(Collection items)
-- -- --
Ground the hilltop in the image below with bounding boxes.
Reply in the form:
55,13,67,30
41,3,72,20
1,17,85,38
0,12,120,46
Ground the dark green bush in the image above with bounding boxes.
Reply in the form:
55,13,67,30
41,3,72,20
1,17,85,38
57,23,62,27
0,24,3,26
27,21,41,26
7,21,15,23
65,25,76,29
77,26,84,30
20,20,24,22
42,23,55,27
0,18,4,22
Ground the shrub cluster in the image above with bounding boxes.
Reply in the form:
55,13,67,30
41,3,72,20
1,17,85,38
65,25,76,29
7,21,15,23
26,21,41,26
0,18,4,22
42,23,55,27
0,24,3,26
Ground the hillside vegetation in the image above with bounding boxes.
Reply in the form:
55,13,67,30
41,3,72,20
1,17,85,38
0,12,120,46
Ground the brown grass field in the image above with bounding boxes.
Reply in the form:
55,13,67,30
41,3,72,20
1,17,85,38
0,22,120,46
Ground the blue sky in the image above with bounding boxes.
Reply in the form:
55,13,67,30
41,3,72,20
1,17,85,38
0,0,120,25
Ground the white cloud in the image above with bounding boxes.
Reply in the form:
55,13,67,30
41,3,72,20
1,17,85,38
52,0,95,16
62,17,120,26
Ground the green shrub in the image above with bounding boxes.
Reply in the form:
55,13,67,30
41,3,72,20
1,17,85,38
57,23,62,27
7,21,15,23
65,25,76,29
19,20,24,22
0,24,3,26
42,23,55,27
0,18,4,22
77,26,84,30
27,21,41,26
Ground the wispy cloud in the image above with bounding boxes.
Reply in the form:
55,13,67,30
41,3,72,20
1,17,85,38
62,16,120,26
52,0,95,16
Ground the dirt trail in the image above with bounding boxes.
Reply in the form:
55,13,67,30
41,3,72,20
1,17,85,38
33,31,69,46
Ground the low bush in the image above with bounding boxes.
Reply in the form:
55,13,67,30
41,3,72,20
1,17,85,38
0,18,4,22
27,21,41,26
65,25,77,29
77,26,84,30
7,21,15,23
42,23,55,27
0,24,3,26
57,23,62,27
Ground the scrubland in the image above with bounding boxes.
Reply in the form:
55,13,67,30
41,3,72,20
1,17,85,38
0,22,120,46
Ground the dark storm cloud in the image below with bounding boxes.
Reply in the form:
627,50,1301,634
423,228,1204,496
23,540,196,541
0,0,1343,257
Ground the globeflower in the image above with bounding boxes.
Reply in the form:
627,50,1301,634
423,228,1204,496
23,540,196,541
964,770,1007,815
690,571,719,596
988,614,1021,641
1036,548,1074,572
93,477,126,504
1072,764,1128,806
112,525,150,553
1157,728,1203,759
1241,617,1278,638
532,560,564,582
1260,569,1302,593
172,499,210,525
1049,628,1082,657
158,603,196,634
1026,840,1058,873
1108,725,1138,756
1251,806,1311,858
-- -- --
# YOUR GOAL:
Reproduce all of the items above, line for line and unchanged.

# SOLUTION TO THE EXERCISE:
Ground the hilltop in the image below with bounding boxes.
Reply in the form:
55,13,67,30
41,3,72,20
1,17,85,38
0,12,120,46
Ground the dark green bush in the image above with bounding boxes.
Reply in the form:
55,13,67,30
41,3,72,20
1,17,85,38
57,23,62,27
0,24,3,26
27,21,41,26
7,21,15,23
65,25,76,29
77,26,84,30
20,20,24,22
42,23,55,27
0,18,4,22
Ground the shrub cluster in the image above with bounding boxes.
Reply in the form:
55,13,67,30
41,3,72,20
1,17,85,38
65,25,76,29
7,21,15,23
26,21,41,26
0,18,4,22
42,23,55,27
0,24,3,26
Ground the hillside vegetation in the image above with bounding boxes.
Reply in the form:
55,13,67,30
41,3,72,20
1,17,85,38
0,12,120,46
Ground the brown grass field in the image above with bounding boxes.
Reply in the form:
55,13,67,30
41,3,72,20
1,17,85,38
0,22,120,46
Ground the blue sky in the image above with bounding boxes.
Reply in the form:
55,13,67,30
41,3,72,20
1,17,85,38
0,0,120,25
Ground the white cloud in the image above with bounding boxes.
Reply in the form:
55,13,67,30
41,3,72,20
1,17,85,38
52,0,95,16
62,17,120,26
Ground the green shrub in the image above with bounding boxes.
Reply in the form:
55,13,67,30
41,3,72,20
1,17,85,38
57,23,62,27
7,21,15,23
65,25,76,29
19,20,24,22
0,24,3,26
42,23,55,27
0,18,4,22
77,26,84,30
27,21,41,26
Ground the wispy cloud in the image above with bounding boxes.
Reply in the form:
55,13,67,30
41,3,72,20
1,17,85,38
62,16,120,26
52,0,95,16
Ground the dirt trail in the image above with bounding boxes.
Reply in the form:
55,13,67,30
41,3,72,20
1,17,85,38
33,31,69,46
Ground the low bush in the image above with bounding boxes.
Reply in the form:
55,13,67,30
41,3,72,20
1,17,85,38
0,18,4,22
27,21,41,26
65,25,77,29
77,26,84,30
7,21,15,23
42,23,55,27
0,24,3,26
57,23,62,27
Ground the scrubland in the image above with bounding boxes.
Reply in the form:
55,13,67,30
41,3,72,20
1,17,85,38
0,22,120,46
Ground the dark storm cloud in the image below with bounding boxes.
Reply in the form:
627,50,1301,634
423,228,1204,496
23,540,196,541
0,0,1343,257
Ground the globeflower in the image above with bounding boxes.
Reply in the form:
627,50,1301,634
423,228,1204,496
23,540,196,541
964,770,1007,815
690,571,719,596
988,614,1021,641
1036,548,1074,572
93,477,126,504
1072,764,1128,806
112,525,150,553
1157,728,1203,759
1241,617,1278,638
532,560,564,582
1260,569,1302,593
172,499,210,525
1049,628,1082,657
158,603,196,634
1026,840,1058,873
1108,725,1138,756
1251,806,1311,858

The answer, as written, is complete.